# Brief
Return, word for word, every line starting at the line with "cup as a single marker per instance." and ending at the final line of the entries; skip the pictures.

# Exercise inputs
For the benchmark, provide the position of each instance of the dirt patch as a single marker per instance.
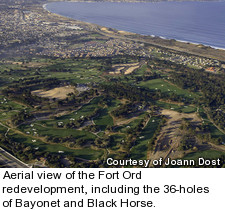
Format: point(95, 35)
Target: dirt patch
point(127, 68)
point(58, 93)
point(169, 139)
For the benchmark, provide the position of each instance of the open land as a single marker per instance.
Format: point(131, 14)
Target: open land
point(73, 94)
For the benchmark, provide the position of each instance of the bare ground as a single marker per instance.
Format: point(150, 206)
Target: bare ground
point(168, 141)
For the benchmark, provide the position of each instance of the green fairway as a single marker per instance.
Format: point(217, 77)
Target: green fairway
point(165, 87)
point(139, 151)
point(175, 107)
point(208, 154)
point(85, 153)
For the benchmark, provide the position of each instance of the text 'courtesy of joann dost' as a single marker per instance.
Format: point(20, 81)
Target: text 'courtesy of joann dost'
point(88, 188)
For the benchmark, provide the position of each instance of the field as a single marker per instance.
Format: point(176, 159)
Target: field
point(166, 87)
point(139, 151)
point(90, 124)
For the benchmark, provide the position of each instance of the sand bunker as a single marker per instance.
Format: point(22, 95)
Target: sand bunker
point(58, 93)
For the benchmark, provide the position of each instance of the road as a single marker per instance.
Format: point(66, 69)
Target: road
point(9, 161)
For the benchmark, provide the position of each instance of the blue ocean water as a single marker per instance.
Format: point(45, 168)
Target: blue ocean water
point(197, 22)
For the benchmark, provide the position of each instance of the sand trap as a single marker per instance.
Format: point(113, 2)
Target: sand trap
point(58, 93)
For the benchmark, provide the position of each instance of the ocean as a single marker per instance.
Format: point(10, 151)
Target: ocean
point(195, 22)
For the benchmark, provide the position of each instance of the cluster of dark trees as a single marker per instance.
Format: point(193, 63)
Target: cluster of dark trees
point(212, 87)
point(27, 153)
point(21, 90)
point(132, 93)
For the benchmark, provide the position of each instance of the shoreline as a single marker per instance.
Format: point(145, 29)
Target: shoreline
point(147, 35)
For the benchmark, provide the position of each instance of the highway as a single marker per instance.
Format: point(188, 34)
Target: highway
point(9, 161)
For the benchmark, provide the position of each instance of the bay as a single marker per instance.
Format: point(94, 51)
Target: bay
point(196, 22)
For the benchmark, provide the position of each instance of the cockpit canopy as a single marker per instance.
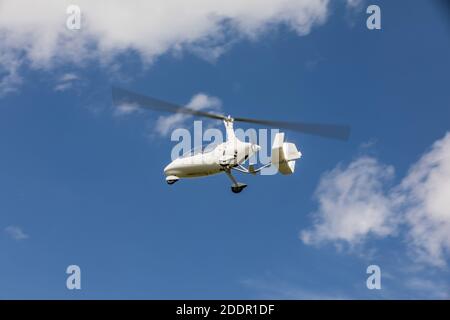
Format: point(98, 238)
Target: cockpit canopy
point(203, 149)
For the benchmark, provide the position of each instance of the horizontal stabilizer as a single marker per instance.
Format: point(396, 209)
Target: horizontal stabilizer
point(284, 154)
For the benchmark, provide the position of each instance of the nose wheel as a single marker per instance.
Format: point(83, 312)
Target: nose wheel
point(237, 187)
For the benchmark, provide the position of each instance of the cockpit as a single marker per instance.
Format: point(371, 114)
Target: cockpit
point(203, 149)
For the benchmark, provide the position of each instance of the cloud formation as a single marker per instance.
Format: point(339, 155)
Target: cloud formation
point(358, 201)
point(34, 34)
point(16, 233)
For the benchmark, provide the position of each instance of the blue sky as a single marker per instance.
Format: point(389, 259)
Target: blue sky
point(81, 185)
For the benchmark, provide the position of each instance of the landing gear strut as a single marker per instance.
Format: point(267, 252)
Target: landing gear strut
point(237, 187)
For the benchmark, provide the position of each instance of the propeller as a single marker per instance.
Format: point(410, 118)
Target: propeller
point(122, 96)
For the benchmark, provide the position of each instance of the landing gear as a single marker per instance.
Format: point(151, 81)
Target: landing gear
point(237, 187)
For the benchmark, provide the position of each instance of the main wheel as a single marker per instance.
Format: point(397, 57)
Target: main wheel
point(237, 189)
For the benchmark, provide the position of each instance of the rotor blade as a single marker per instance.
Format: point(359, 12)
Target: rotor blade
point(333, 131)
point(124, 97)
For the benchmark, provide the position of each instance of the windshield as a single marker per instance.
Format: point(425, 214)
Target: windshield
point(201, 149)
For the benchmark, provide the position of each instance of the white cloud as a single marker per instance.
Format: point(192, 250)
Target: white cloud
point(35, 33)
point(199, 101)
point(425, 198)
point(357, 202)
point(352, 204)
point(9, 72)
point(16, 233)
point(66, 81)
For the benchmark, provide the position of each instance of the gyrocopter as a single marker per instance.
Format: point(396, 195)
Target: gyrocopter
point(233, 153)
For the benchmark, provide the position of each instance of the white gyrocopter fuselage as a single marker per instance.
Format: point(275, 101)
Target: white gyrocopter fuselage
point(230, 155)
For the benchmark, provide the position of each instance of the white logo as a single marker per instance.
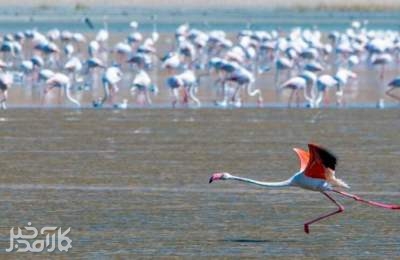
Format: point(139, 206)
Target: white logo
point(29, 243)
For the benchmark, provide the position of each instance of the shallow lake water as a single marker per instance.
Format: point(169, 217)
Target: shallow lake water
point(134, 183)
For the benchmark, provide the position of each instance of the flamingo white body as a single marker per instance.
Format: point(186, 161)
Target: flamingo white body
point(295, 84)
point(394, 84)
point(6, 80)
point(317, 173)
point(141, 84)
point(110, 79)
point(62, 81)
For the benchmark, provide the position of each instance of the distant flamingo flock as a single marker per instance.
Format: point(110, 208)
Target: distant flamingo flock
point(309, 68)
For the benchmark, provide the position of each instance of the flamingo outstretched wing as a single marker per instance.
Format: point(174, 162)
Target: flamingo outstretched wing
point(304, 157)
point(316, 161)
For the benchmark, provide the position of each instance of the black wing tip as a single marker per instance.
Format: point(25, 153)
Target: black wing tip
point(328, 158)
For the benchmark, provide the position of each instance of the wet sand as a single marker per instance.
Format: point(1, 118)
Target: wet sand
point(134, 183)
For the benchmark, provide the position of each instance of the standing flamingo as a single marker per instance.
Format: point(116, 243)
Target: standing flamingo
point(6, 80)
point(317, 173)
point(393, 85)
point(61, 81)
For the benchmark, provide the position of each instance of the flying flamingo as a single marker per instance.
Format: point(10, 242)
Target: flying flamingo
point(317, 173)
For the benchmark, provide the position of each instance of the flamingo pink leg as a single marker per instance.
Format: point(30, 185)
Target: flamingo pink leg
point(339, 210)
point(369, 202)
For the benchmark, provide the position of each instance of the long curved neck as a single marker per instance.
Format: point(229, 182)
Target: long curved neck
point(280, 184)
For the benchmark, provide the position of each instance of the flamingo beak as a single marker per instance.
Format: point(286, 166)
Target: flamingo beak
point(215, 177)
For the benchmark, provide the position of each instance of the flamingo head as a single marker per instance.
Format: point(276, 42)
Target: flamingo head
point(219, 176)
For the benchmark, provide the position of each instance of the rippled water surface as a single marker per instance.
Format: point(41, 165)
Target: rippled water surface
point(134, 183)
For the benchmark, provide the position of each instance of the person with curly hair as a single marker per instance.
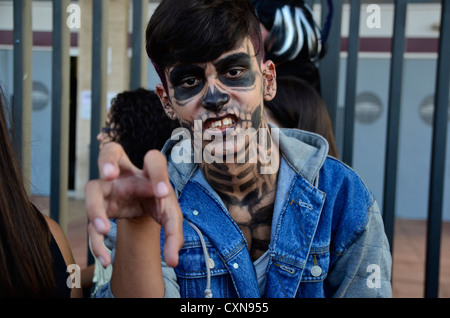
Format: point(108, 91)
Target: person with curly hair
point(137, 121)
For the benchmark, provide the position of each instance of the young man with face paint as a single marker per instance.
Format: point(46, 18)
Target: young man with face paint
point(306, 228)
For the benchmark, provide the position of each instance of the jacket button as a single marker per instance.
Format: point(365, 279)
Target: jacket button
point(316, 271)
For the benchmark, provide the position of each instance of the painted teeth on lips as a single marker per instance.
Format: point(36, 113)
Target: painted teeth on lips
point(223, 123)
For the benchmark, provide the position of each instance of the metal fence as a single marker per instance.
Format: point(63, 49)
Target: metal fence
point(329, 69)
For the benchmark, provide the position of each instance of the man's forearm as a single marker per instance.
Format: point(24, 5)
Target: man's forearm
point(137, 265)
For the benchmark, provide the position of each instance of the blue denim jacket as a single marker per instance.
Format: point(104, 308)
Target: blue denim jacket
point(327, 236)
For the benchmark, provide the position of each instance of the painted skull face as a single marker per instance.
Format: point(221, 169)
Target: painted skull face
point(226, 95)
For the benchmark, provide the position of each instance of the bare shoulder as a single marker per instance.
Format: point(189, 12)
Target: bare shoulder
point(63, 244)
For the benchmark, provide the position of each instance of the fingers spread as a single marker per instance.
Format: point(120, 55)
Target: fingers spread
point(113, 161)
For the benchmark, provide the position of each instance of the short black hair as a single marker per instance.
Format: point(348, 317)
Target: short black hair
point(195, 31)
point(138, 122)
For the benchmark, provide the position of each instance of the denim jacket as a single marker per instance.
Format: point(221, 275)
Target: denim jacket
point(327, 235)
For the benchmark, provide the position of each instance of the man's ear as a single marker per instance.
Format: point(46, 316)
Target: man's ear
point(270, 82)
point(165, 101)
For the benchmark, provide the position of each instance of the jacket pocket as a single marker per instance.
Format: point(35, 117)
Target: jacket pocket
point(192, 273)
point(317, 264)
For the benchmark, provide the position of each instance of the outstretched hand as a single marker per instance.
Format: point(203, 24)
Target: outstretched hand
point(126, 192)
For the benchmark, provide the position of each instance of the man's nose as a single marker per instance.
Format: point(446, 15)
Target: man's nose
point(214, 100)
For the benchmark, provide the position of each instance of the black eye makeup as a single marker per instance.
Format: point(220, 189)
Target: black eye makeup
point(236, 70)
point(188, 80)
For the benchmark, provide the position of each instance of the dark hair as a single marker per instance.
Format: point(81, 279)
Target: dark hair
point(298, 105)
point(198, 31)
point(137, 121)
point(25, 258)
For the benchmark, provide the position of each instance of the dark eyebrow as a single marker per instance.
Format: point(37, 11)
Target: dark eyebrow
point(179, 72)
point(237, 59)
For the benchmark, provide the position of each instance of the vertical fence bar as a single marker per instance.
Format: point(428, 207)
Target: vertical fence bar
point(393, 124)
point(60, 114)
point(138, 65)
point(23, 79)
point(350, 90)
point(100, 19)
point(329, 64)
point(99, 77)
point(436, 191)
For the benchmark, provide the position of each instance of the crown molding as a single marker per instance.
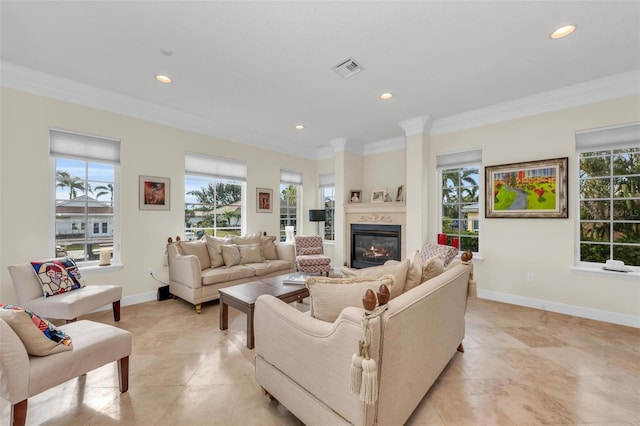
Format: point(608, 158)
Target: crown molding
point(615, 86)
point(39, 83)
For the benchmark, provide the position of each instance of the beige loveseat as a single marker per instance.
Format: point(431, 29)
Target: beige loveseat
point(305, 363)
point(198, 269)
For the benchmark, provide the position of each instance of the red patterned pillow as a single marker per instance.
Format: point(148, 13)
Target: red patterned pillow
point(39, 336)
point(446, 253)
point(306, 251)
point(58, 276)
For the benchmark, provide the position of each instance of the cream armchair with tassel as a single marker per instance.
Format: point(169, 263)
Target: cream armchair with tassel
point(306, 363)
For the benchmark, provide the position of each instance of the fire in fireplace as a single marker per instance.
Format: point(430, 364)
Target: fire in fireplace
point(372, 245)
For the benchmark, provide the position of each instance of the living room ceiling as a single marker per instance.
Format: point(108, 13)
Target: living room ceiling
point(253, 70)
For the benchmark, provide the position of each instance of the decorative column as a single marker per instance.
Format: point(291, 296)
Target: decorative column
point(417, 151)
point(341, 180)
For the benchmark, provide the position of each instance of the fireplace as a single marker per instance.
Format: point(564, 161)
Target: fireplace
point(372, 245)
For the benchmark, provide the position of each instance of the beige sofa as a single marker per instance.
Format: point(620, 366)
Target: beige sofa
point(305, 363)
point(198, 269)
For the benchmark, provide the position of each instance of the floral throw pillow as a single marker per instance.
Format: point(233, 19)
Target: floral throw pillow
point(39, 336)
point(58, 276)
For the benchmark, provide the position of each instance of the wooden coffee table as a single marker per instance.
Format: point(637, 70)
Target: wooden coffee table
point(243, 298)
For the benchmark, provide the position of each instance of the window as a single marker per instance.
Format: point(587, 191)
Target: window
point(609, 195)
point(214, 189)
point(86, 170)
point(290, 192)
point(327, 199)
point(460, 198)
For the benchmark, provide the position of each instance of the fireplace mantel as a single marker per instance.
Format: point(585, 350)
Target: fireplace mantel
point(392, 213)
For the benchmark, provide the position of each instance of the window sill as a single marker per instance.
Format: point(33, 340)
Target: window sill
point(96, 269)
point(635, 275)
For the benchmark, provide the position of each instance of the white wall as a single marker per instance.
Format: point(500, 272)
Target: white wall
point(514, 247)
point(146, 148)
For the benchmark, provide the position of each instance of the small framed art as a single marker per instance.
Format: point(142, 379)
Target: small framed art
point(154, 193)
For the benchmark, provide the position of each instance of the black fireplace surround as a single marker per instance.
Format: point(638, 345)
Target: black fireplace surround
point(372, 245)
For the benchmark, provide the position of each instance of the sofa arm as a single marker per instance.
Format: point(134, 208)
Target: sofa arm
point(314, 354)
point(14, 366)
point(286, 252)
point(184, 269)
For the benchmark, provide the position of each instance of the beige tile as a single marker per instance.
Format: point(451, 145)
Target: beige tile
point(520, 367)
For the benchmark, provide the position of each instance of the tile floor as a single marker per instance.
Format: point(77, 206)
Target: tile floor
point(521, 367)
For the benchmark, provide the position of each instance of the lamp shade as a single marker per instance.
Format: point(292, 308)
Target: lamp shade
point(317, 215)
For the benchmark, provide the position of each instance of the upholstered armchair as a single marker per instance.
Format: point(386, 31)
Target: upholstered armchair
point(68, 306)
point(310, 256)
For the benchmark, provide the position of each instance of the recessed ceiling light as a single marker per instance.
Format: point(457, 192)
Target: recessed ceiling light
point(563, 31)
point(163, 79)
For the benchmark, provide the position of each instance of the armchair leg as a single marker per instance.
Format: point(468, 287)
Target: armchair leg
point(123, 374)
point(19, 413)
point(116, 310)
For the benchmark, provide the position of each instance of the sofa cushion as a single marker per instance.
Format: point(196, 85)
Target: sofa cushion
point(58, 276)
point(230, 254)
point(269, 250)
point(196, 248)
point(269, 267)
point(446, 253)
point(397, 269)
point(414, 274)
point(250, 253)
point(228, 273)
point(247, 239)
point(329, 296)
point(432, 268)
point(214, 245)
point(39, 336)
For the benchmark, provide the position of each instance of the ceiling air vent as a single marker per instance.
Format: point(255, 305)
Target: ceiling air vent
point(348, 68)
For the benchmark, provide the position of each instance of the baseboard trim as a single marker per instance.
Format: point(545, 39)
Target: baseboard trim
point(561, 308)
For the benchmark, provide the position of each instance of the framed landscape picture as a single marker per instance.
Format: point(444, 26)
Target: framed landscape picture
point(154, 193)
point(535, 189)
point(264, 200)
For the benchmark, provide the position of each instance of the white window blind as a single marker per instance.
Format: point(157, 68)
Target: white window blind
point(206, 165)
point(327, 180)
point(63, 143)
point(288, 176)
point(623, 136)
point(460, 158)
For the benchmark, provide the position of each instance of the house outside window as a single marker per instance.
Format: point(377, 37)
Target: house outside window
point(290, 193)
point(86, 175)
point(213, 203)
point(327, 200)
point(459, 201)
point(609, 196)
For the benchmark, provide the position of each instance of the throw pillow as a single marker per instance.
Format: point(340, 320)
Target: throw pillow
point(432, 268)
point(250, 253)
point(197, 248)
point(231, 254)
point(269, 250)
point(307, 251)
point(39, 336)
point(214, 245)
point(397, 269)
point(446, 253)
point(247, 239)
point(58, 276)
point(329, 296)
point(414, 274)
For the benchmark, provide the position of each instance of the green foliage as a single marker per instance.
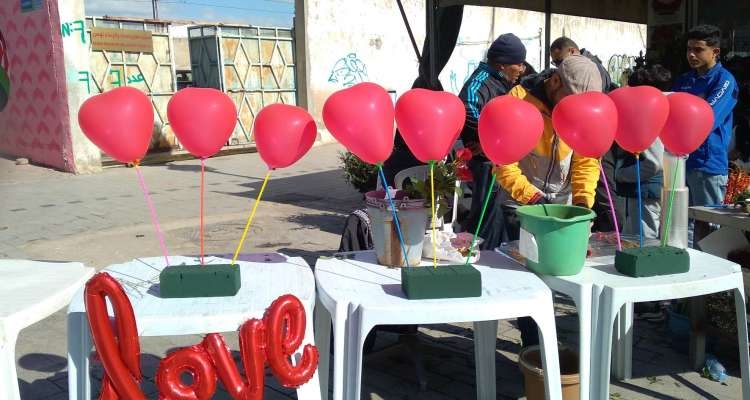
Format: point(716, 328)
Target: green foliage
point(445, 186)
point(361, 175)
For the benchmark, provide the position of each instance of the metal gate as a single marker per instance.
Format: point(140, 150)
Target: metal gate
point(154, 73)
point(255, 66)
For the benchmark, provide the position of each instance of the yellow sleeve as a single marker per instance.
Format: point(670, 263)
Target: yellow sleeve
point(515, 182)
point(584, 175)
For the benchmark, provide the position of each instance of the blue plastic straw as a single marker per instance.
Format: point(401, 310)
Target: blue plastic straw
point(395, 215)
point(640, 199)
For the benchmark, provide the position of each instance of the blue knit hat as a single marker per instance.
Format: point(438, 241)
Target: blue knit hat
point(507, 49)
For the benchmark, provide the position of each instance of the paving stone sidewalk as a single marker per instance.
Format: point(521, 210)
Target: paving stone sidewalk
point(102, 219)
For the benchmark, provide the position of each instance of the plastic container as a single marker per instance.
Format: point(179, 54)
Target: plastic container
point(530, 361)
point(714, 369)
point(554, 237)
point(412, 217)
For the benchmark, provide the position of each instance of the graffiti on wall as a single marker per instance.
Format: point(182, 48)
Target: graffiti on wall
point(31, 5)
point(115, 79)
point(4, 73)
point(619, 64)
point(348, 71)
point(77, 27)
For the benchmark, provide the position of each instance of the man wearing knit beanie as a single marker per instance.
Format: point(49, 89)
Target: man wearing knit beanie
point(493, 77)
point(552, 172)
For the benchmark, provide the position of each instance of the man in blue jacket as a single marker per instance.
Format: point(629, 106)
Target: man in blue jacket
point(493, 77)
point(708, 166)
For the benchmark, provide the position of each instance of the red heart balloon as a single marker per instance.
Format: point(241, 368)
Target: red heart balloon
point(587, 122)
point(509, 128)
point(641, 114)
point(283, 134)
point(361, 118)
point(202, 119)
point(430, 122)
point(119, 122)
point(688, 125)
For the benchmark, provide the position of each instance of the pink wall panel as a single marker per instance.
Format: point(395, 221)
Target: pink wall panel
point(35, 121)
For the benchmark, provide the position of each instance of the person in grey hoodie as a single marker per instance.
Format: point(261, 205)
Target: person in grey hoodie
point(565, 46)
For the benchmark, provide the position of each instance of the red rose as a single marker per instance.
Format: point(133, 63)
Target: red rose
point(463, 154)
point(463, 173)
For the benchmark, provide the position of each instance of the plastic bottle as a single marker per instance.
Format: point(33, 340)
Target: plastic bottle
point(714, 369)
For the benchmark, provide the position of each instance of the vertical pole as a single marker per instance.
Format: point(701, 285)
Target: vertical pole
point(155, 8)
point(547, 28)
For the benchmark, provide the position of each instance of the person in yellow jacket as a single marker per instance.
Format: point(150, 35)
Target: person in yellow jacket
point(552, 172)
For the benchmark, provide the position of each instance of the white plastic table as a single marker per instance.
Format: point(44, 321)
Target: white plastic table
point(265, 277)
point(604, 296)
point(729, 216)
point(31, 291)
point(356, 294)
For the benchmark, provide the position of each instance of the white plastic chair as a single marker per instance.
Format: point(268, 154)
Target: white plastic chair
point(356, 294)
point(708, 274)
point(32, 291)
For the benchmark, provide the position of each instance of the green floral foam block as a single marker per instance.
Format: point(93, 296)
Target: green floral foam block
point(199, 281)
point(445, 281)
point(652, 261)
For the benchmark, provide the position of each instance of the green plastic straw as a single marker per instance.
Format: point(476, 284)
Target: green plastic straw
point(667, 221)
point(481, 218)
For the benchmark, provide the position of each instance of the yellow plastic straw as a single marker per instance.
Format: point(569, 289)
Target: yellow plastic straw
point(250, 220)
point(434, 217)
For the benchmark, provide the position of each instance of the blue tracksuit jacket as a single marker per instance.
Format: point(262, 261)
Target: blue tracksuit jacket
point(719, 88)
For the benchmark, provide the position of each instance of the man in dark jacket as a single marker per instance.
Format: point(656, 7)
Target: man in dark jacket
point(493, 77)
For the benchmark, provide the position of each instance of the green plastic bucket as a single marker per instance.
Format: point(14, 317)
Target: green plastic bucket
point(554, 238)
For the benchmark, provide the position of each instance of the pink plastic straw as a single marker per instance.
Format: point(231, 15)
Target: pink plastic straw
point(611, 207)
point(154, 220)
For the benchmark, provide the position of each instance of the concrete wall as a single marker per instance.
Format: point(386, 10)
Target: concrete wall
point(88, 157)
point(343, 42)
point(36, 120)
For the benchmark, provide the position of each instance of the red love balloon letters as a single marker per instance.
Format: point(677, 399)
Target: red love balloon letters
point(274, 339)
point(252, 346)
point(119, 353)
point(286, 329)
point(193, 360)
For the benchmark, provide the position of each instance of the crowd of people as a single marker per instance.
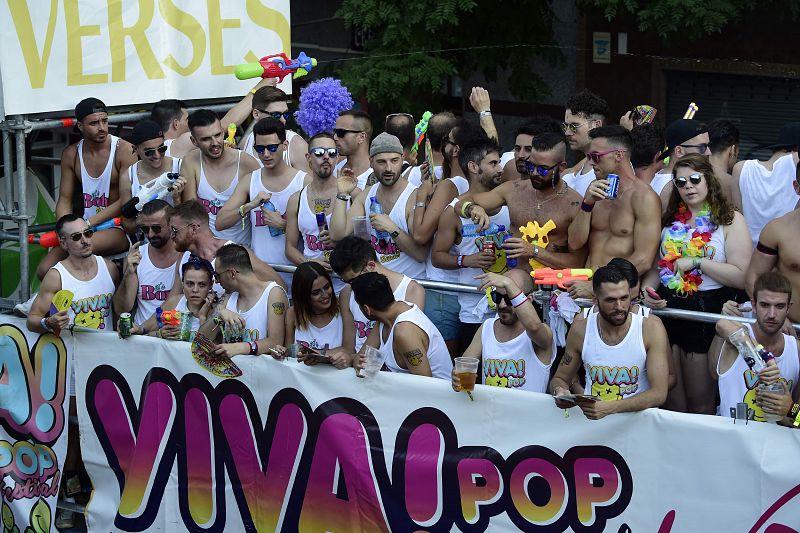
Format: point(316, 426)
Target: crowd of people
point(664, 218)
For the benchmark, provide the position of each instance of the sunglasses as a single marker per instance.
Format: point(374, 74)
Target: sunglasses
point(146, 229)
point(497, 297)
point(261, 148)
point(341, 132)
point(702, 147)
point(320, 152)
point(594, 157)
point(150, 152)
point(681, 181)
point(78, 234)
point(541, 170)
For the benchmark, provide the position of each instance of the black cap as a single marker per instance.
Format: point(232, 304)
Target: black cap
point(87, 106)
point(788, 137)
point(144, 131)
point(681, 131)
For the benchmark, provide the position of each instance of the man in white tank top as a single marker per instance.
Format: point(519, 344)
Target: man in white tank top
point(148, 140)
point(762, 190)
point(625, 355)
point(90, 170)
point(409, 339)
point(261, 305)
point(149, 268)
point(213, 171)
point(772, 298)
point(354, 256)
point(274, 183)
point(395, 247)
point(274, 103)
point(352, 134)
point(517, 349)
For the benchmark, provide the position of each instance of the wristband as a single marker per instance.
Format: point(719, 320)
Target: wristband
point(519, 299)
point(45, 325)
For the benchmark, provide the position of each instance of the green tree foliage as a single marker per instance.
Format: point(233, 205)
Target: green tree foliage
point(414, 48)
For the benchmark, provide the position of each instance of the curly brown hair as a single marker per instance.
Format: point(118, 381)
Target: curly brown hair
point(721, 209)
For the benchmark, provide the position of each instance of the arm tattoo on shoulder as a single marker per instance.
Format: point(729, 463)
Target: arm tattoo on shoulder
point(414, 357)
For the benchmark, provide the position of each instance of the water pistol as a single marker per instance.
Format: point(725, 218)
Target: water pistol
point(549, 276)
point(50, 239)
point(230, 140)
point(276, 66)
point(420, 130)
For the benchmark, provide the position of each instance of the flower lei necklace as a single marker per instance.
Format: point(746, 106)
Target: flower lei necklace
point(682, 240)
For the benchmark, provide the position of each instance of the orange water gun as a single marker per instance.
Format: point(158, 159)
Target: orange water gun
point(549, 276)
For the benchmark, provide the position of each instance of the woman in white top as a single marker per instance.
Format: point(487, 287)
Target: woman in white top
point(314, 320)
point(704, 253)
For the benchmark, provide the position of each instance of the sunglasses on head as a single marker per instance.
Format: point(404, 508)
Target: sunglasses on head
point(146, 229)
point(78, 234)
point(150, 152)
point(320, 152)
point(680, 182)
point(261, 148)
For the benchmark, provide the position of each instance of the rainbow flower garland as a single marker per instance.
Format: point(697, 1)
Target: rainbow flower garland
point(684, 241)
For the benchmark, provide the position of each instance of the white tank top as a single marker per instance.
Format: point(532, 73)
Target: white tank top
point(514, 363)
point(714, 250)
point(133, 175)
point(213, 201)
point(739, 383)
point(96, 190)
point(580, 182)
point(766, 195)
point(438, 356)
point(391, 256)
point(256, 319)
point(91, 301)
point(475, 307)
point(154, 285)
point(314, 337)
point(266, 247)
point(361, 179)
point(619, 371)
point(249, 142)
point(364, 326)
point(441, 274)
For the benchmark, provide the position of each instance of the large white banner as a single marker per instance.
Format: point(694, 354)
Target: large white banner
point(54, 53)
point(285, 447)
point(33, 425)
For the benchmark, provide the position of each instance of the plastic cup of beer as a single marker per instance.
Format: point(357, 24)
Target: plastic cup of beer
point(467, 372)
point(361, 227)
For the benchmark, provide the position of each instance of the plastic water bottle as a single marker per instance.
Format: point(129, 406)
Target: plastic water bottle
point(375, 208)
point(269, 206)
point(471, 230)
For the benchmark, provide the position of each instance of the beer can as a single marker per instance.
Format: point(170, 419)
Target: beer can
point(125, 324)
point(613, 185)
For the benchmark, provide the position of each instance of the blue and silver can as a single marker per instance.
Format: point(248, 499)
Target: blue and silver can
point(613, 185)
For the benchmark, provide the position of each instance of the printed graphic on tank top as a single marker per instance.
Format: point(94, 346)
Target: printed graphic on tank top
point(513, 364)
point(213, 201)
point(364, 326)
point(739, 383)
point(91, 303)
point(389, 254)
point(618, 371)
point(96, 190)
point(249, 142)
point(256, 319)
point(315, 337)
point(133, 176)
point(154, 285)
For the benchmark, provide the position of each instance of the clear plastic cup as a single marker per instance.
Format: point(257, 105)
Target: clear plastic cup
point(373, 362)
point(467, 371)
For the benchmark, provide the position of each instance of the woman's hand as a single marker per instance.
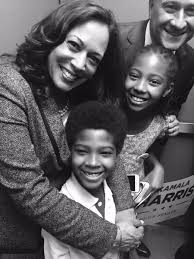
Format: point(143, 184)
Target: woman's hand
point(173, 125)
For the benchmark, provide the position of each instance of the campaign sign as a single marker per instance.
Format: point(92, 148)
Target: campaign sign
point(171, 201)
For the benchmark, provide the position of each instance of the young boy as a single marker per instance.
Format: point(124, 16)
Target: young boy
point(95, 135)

# Result of this exercise
For the benchmark, provide the position of each instance of the clear plastic cup as a single marker per instance.
Format: point(257, 105)
Target: clear plastic cup
point(373, 362)
point(467, 371)
For the benchmark, provide the position of each instance of the woman's hand as a single marker per instance.
Format: point(143, 184)
Target: woman's hand
point(173, 125)
For the benchmark, provide the position of each instance of the campaign sign as a single marker per instance.
Format: point(92, 148)
Target: campaign sign
point(171, 201)
For the benchmark, provide the position of each instance of the young boy as a single marker per instance.
Format: point(124, 16)
Target: young boy
point(95, 135)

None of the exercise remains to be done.